WHAT IS BEING ASKED: Rewrite the data from the line containing "Target: wooden table" through the end, changing "vegetable pile" to "pile of vegetables" and leaving everything else as it is.

Stored items from a collection:
—————
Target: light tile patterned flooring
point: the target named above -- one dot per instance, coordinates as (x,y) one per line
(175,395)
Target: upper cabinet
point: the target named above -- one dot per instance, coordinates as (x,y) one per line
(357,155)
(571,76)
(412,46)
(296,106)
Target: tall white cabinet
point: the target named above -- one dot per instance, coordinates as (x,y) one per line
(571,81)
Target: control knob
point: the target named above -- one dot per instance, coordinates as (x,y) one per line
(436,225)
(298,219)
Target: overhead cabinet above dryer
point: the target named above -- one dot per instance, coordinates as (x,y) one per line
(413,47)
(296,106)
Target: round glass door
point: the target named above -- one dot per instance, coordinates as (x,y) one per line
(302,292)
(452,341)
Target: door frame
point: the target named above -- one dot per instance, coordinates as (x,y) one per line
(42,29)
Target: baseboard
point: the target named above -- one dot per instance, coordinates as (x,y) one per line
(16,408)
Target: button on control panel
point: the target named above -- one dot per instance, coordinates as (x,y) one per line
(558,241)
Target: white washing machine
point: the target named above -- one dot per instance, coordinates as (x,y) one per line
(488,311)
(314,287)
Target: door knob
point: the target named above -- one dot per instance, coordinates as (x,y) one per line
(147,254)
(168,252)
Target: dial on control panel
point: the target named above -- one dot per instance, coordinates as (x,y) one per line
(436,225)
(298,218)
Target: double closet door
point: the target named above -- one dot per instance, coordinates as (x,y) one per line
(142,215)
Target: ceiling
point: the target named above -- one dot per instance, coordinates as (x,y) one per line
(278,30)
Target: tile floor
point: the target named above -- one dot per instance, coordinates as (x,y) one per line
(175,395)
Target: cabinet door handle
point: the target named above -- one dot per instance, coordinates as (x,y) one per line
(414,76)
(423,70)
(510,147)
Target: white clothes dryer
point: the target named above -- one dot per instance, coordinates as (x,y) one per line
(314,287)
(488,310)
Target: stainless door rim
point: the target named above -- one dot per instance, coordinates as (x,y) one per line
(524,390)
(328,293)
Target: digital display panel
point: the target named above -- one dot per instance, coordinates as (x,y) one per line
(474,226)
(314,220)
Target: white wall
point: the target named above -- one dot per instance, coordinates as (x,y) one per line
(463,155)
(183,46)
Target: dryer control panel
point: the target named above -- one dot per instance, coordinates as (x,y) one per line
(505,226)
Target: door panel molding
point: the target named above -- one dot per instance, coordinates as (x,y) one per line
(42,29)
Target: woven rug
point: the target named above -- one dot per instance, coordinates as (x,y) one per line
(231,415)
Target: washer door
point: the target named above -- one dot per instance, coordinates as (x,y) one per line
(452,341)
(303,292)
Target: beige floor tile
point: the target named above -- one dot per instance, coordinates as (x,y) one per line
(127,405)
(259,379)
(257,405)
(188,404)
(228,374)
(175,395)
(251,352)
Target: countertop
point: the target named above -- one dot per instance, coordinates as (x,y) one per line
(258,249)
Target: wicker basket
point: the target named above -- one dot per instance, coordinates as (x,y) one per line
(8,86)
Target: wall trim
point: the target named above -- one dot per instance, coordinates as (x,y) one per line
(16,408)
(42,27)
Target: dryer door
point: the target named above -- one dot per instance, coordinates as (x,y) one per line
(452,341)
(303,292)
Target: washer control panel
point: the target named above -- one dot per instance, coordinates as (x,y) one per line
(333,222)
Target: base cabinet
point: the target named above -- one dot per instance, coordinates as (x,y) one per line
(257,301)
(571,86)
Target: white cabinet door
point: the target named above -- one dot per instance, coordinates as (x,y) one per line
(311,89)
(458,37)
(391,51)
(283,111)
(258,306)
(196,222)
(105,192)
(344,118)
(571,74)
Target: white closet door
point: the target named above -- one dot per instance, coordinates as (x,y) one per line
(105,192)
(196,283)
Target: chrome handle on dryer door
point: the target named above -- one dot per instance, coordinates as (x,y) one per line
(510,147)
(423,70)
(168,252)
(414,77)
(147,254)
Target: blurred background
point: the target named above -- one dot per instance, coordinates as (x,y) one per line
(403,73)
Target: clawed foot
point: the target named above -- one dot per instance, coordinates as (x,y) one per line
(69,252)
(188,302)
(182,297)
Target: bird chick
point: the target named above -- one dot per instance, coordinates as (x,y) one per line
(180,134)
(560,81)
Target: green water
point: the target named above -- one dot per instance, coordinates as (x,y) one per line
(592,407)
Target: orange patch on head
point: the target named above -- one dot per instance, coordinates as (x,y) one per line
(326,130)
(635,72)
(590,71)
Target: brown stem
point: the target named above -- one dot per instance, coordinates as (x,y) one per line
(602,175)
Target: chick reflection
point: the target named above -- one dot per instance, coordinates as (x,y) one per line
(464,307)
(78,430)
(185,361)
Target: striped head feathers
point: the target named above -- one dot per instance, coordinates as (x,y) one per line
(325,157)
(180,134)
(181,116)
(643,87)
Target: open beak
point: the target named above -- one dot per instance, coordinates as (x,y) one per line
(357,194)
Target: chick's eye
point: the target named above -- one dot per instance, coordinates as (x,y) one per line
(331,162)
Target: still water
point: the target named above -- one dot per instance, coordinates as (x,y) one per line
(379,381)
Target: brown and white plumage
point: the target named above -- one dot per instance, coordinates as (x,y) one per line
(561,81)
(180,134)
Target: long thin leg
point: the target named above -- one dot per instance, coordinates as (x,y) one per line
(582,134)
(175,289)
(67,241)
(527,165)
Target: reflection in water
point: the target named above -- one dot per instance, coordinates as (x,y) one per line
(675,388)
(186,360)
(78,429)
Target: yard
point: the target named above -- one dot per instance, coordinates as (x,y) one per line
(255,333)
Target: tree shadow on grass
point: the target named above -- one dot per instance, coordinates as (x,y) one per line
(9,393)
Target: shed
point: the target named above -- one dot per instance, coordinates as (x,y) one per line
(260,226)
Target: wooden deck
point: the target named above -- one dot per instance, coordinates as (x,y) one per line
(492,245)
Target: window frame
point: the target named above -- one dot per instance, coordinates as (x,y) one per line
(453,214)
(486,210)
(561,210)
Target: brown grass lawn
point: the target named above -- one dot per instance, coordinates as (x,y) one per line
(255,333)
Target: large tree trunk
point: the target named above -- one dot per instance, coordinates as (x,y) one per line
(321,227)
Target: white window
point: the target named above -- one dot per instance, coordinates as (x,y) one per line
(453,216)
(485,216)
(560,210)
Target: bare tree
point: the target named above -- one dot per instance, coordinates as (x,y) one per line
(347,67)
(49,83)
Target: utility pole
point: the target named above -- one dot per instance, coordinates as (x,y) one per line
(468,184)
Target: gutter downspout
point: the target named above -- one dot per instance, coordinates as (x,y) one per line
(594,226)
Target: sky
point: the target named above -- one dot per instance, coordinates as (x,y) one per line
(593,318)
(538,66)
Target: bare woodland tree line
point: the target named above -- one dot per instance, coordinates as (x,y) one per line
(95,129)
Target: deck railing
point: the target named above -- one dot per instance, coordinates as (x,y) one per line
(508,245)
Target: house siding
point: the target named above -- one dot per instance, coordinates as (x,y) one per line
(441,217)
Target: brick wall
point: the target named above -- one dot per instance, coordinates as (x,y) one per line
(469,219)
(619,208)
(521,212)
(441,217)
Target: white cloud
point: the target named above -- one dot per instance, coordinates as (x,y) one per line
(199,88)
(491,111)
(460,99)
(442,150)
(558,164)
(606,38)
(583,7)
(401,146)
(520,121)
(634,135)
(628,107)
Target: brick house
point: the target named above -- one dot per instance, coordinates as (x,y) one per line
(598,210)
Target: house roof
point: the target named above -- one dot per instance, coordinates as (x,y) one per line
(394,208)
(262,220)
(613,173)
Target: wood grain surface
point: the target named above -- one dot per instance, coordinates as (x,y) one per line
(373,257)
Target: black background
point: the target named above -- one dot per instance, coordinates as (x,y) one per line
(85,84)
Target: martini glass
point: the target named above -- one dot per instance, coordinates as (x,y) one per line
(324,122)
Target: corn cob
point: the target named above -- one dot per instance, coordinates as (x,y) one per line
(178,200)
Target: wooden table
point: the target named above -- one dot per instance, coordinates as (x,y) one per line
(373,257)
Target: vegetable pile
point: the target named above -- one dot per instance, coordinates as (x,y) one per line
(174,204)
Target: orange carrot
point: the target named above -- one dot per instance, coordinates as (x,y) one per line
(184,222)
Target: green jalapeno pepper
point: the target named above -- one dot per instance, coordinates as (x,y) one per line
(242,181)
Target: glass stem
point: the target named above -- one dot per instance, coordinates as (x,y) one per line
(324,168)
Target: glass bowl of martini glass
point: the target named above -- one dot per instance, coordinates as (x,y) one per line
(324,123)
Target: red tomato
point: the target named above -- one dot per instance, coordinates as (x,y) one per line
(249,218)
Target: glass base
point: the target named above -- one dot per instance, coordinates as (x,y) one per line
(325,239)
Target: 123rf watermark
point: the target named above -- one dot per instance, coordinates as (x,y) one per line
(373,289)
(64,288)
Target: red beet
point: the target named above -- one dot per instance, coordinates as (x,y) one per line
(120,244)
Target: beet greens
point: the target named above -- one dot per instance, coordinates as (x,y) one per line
—————
FINAL RESULT:
Target: wooden table
point: the target named above -- one dot per instance, coordinates as (x,y) one per line
(373,257)
Target: pile of vegetables
point: the target named above -- one dot per instance, coordinates as (x,y) one per line
(174,204)
Target: orange carrot
point: the target named above -- one dot per instance, coordinates as (x,y) one per line
(184,222)
Target: green jalapeno pepper
point: the target named above -- one dot per instance, coordinates as (x,y) one per line
(242,181)
Target: glass stem
point: the target named above -- one dot per instance, coordinates as (x,y) one per line
(324,168)
Target: glass bowl of martini glass
point: the target named above -- one dot per instance, coordinates as (x,y) one per line
(324,123)
Target: red tomato
point: the target named above -- one dot per instance, coordinates as (x,y) one per line
(249,218)
Target: glass base
point: the target named above -- one dot per instance, coordinates as (x,y) one per line
(325,239)
Target: 123rf watermark
point: the target named above -- one dot per instance, coordinates as (x,y) one per line
(373,289)
(64,288)
Target: red beet
point: the target named above -- one dot per instance, coordinates as (x,y) one per line
(120,244)
Target: beet greens
point: the target named above -- one dot per instance, coordinates as (x,y) one per line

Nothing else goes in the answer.